- PROBLEM TO SOLVE
Display every line of the records below that contains the string "Target", treating uppercase and lowercase letters as distinct.

- EXERCISE MATERIALS
^^^^

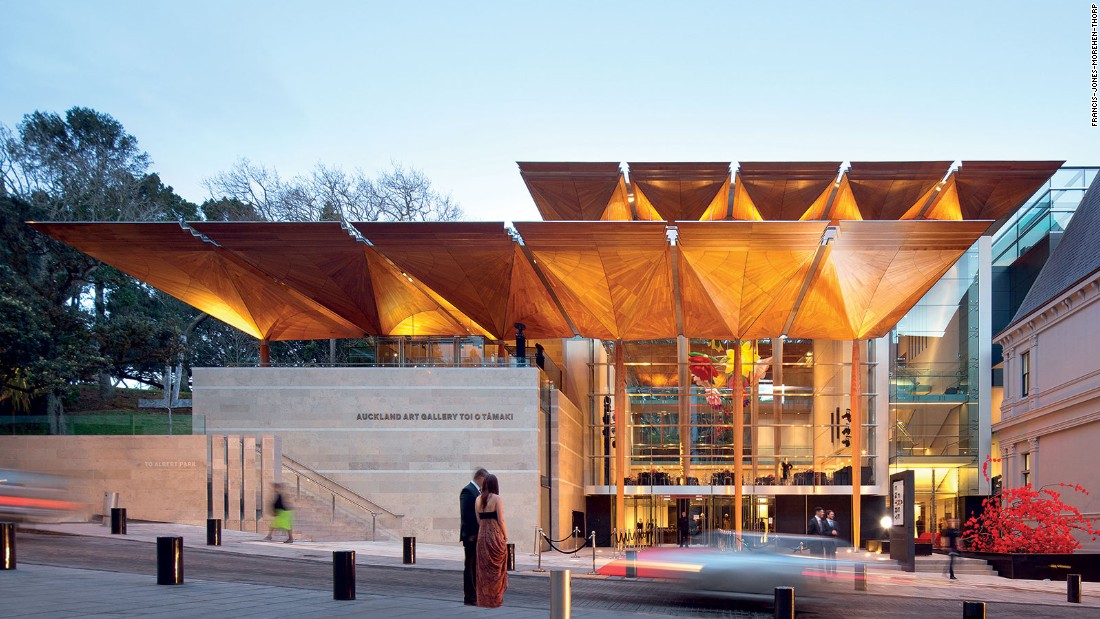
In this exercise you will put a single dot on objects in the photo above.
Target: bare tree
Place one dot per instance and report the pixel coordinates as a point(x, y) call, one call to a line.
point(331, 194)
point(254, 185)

^^^^

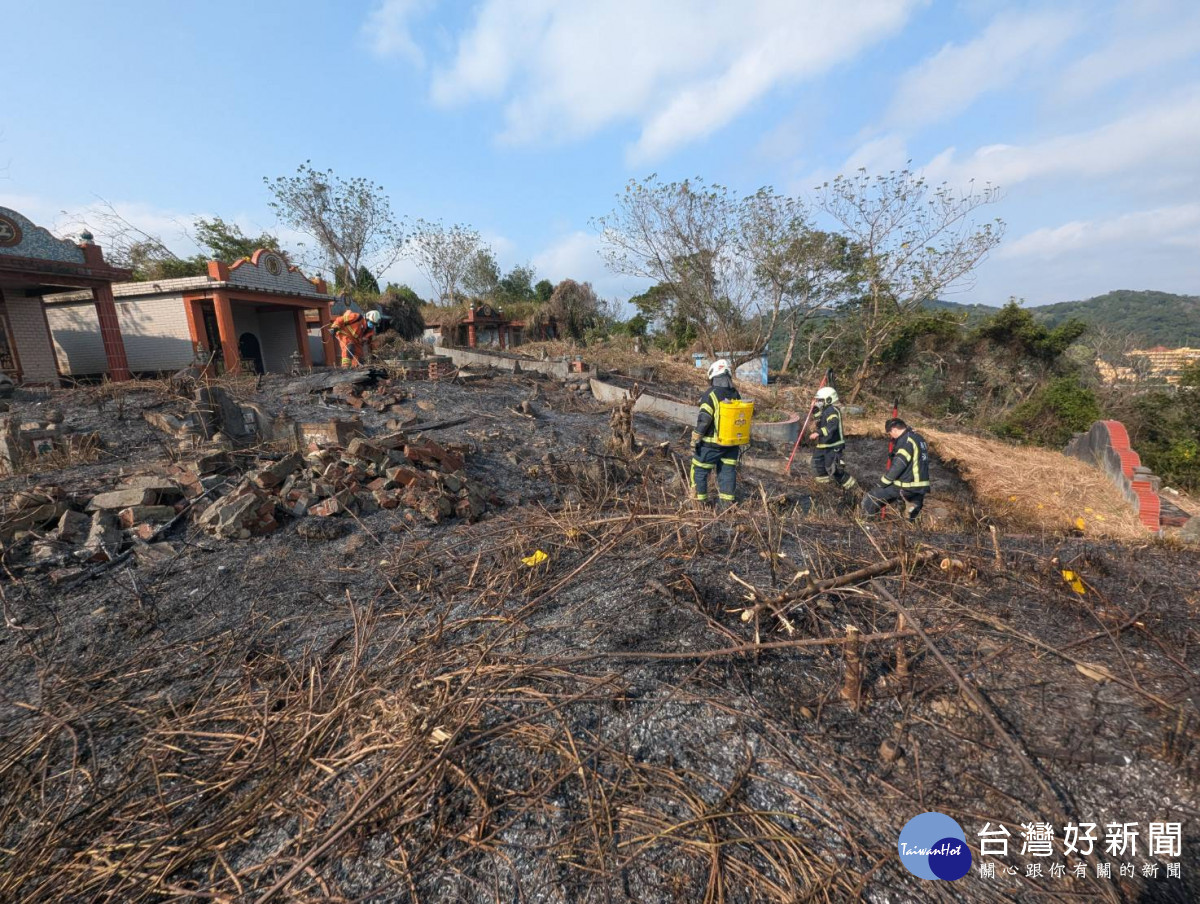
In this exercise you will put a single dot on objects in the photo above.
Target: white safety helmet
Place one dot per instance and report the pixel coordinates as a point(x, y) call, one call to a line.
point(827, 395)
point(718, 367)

^^^^

- EXPECTED ANSWER
Target: bare tree
Target: white safety helmet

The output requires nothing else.